▶ **Task requirements**
Tally the lines below that contain the string "flag". Reply with the number alone.

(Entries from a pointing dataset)
------------------------------------------------

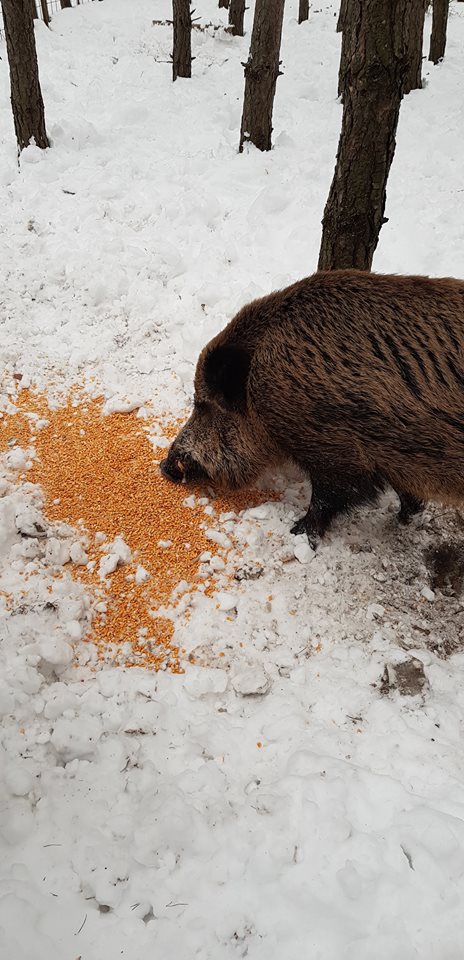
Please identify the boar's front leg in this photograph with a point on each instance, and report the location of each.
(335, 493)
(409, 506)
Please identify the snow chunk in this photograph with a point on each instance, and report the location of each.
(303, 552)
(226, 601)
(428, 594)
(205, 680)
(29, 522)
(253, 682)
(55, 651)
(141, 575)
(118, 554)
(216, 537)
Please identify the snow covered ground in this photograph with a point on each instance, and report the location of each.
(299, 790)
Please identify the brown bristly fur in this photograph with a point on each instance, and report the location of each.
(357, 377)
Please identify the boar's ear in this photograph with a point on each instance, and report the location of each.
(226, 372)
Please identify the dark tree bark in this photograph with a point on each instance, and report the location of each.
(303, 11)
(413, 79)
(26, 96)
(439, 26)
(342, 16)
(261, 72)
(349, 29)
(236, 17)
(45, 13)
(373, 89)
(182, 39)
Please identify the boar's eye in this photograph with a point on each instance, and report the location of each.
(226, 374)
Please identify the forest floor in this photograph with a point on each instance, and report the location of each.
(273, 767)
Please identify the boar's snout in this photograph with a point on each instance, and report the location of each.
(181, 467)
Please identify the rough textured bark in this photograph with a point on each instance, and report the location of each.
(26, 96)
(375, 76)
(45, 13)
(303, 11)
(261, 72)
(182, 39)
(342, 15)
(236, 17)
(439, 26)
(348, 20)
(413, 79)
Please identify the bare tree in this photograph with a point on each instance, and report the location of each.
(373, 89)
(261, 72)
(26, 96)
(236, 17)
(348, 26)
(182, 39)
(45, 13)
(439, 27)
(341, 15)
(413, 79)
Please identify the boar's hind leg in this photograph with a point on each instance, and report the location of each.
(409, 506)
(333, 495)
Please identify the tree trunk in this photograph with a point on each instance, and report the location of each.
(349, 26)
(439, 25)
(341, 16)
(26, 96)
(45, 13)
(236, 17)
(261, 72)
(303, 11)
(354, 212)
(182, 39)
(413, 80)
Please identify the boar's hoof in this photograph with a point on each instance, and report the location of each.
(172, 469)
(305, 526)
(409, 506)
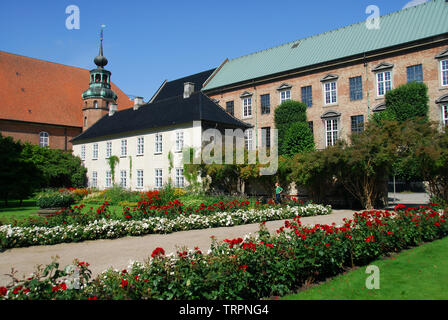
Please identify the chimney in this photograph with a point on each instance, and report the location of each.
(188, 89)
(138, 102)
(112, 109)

------------------------------------------------

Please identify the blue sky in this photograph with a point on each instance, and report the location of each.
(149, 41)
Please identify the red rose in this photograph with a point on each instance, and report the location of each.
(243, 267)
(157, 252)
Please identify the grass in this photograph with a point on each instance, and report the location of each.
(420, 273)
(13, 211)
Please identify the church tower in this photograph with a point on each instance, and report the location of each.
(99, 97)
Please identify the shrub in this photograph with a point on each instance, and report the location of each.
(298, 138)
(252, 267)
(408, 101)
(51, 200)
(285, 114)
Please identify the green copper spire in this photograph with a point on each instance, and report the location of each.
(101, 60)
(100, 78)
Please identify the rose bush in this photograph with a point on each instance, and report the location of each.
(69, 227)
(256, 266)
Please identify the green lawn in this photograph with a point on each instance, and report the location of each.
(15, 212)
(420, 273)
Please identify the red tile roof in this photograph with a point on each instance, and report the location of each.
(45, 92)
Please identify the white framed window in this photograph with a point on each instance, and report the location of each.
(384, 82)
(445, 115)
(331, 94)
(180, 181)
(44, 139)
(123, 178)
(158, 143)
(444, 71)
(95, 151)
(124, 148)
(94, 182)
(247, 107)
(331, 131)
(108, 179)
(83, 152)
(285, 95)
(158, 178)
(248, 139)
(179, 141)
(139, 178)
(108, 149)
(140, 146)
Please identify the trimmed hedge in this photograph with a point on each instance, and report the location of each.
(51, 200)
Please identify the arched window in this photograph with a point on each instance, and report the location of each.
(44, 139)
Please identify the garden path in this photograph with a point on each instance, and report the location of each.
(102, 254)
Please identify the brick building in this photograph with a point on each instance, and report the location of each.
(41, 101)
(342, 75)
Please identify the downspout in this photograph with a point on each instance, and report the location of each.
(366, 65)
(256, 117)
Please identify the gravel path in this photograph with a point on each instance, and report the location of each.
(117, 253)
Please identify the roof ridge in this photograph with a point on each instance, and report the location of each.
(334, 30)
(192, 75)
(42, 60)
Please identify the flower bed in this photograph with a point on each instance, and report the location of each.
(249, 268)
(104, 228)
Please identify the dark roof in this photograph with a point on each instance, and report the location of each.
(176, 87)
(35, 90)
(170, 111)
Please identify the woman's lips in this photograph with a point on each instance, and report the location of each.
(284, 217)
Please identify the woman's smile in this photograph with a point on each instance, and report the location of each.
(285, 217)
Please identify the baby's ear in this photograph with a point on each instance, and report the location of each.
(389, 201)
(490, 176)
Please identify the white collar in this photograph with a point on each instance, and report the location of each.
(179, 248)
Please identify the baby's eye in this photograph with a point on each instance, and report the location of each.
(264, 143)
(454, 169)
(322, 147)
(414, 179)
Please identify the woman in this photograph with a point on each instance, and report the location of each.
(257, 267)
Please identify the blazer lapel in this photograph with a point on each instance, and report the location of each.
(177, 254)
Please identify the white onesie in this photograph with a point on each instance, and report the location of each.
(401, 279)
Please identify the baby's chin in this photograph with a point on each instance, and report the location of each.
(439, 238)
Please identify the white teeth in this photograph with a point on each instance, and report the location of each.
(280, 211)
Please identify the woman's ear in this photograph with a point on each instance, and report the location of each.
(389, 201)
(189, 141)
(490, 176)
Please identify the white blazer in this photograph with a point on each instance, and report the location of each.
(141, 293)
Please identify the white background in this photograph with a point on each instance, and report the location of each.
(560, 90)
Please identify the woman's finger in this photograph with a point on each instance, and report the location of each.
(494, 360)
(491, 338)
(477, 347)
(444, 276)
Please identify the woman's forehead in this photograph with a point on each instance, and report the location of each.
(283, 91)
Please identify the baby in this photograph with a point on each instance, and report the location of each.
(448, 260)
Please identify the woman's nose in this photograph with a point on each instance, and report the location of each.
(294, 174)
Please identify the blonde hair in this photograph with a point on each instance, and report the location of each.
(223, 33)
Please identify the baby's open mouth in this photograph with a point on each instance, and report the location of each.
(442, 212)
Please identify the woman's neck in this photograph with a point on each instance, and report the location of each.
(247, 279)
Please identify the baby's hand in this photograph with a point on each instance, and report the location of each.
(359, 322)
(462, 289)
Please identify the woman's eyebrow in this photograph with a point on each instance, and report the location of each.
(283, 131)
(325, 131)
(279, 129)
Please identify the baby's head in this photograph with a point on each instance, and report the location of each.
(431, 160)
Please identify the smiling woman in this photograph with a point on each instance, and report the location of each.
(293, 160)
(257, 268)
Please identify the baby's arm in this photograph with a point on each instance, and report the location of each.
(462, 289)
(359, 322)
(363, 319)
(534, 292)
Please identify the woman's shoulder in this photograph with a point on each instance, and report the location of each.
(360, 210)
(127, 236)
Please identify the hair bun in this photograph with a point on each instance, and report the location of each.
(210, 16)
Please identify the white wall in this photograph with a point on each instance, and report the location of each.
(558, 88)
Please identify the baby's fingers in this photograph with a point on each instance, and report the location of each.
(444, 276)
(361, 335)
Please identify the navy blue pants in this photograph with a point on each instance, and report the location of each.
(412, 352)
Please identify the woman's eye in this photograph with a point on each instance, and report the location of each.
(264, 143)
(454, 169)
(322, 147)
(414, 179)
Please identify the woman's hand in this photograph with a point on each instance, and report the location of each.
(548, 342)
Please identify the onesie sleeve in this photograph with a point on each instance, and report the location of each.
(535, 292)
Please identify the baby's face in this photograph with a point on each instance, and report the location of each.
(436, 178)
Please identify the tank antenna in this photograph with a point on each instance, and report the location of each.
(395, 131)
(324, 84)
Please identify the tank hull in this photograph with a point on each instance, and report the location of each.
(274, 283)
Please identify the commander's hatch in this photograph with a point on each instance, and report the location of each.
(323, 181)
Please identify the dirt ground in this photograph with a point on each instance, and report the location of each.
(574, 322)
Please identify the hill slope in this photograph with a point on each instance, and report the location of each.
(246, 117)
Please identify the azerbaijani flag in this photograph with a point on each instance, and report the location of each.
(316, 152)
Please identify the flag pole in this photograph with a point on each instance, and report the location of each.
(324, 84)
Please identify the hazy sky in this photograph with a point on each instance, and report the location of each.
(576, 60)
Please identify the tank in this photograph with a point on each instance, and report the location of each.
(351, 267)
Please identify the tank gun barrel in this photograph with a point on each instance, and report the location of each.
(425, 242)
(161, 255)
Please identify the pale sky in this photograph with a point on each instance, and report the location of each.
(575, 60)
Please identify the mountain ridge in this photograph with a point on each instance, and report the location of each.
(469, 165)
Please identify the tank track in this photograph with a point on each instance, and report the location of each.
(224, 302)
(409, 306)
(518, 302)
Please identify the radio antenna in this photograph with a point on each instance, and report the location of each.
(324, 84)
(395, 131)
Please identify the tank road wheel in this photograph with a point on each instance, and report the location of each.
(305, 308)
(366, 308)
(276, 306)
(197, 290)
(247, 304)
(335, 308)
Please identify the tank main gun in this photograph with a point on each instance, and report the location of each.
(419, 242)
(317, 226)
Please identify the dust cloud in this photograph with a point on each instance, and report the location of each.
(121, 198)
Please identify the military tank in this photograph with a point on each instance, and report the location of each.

------------------------------------------------

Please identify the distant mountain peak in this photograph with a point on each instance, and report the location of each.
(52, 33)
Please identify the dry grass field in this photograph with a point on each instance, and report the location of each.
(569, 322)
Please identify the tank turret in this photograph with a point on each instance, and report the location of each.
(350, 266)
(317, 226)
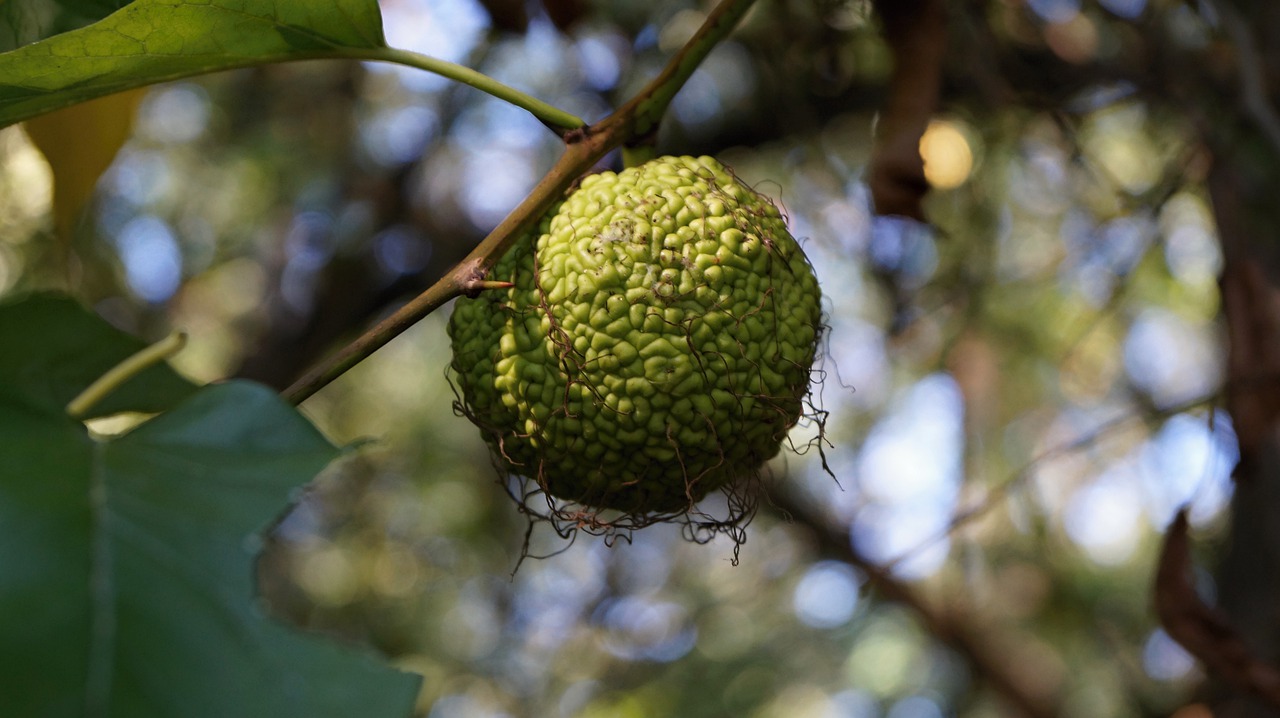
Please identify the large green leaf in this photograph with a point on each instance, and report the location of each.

------------------------------------------------

▶ **Answer to this problem**
2